Location annotation dataset excerpts

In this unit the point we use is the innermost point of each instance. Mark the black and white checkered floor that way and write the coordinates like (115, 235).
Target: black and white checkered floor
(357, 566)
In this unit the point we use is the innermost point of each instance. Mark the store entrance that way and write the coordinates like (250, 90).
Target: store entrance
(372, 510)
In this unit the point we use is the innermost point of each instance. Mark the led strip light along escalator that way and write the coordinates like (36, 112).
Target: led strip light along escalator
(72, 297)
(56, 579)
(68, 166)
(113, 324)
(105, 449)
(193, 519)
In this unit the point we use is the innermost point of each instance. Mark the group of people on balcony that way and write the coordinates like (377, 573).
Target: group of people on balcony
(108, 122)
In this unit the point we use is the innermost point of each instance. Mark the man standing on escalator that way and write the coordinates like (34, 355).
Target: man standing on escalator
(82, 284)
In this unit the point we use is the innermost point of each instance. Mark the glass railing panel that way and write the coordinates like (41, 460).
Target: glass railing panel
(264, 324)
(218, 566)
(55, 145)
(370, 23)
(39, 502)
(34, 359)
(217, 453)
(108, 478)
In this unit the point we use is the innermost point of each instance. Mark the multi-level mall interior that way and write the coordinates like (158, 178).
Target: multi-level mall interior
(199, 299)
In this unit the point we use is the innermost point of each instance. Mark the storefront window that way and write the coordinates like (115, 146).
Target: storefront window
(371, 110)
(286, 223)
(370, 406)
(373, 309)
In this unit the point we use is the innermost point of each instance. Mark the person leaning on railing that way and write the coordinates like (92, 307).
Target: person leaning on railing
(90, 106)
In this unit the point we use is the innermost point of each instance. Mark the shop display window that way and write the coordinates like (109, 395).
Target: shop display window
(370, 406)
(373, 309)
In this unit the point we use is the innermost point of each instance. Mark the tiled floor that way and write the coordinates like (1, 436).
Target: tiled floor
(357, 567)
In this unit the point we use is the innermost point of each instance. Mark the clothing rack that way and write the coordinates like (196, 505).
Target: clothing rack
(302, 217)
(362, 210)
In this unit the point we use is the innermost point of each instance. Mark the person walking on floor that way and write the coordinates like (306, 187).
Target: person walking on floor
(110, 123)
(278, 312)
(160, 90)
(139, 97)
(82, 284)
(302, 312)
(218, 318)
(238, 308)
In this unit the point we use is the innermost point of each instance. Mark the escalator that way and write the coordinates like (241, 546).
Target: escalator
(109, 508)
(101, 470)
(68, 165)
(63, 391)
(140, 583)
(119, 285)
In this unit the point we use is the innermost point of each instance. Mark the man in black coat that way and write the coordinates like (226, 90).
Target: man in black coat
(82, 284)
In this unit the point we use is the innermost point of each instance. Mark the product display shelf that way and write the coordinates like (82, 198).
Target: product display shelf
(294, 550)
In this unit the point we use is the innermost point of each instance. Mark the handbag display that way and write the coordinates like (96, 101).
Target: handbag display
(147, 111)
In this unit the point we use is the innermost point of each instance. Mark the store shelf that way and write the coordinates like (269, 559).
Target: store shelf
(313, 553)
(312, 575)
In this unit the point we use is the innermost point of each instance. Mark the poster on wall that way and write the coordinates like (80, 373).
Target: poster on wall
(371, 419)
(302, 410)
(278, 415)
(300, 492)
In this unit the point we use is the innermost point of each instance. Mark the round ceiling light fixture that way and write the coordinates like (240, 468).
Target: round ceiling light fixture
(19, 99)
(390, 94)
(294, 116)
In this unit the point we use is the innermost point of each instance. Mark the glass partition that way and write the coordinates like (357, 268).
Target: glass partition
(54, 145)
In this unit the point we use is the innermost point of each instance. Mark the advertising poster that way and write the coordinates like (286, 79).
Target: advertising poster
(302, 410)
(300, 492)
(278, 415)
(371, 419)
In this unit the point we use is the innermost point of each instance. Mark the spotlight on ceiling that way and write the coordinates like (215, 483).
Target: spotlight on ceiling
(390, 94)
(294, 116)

* [EXERCISE PROMPT]:
Print the whole listing again, exactly.

* [ANSWER IN FULL]:
In this unit the point we use is the innermost point of each instance. Mark the black and white checkered floor that way and write the coordinates like (115, 235).
Target: black and white checkered floor
(357, 566)
In this unit the point we use is the innermost point of each instance. Mark the store entrance that way and write the coordinates like (250, 90).
Target: store entrance
(372, 510)
In this unit the point we use is the innermost point of each instance. Mark the led strip light along escalator that way and write the coordinates like (36, 112).
Target: led strip light along escalator
(72, 297)
(56, 579)
(68, 166)
(113, 324)
(105, 449)
(193, 519)
In this unit the point we use is the innermost point of each instance. Mark the group of people on balcony that way and write the coordinates like (377, 573).
Target: group of people on balcony
(108, 122)
In this unit the point we use is the innermost point of each instance. Mark the man standing on escalator that way and write the coordinates like (34, 355).
Target: man standing on escalator
(82, 284)
In this unit the point we use is the innermost point of each instance. Mark the glass railing panel that way and write the coordinates like (41, 460).
Target: glass railing panel
(264, 324)
(218, 566)
(55, 145)
(370, 23)
(39, 502)
(34, 359)
(217, 453)
(108, 478)
In this unit the point we use is the innermost point of each instance. Mark the multi-level mall interior that way and write the coordinates like (158, 178).
Target: multi-level mall interior
(199, 299)
In this unit the point we use is the innermost point of each instance. Mark the storefront window that way and write the coordinates like (115, 146).
Target: storefront window
(371, 110)
(286, 223)
(370, 406)
(373, 309)
In this unit the point we use is the innermost point of each instance. Mark the person leaning on railing that way and write the coordinates like (92, 307).
Target: person leaning on railing
(90, 106)
In this unit the point we use is the innermost point of each instance. Mark the shop display window that way and write the coordinates like (109, 395).
Target: shop display window
(370, 406)
(373, 309)
In this unit the point we use is the innermost point of each instance. Mark the tiled floor that way and write the coordinates like (1, 436).
Target: tiled floor
(357, 567)
In this unit the point we use is the innermost point of each instance. Mark the clothing rack that way and write the coordinates like (196, 505).
Target: clothing rack
(302, 217)
(362, 210)
In this unit the point we use is the innermost point of each instance. Mark the person walking on floor that way and write the coordinates like (306, 187).
Target: person walking on floor
(110, 123)
(278, 312)
(160, 90)
(139, 97)
(82, 284)
(302, 312)
(218, 318)
(238, 308)
In this unit the point we use is the innermost point of each instance. Mark the escalator that way and write the coordinates like (241, 546).
Target: escalator
(109, 508)
(101, 470)
(68, 165)
(63, 391)
(140, 583)
(119, 285)
In this unit the point we use is the innermost point of each instance. Mark the man in black coat that way and write the coordinates like (226, 90).
Target: man in black coat
(82, 284)
In this unit the point we use is the innermost point of each instance. Mark the product display shelf that way and write the coordinates like (82, 198).
Target: product display shelf
(294, 550)
In this unit the point we use is the innermost point of each instance. Mark the handbag display that way and write the coordinates like (96, 101).
Target: handbag display
(147, 111)
In this unit the point we use is the innermost point of each instance. Mark the store shelf that way and write the coordinates like (269, 559).
Target: store shelf
(313, 553)
(312, 575)
In this unit the point we use is the innermost point of each instance. Mark the poster on wall that way and write the coordinates like (80, 373).
Target: poster on wall
(371, 419)
(302, 410)
(278, 415)
(300, 492)
In this unit the point we use is the innermost point of each instance. Mark the round ceiling light fixture that way and write the coordinates like (240, 468).
Target: round ceiling light fixture
(19, 99)
(390, 94)
(294, 116)
In this unit the point we use is the innermost point of each instance. Mark the glass partition that way and write the coordinates like (357, 268).
Target: glass partition
(54, 145)
In this unit the point we use is the innermost point of each instance. Mark the advertising poster that way and write the coordinates like (286, 79).
Target: advertising poster
(302, 410)
(300, 492)
(278, 415)
(371, 419)
In this unit the point we use is the innermost point of each instance. Mark the spotlight on ceiling that way and write the coordinates like (215, 483).
Target: spotlight on ceiling
(390, 94)
(294, 116)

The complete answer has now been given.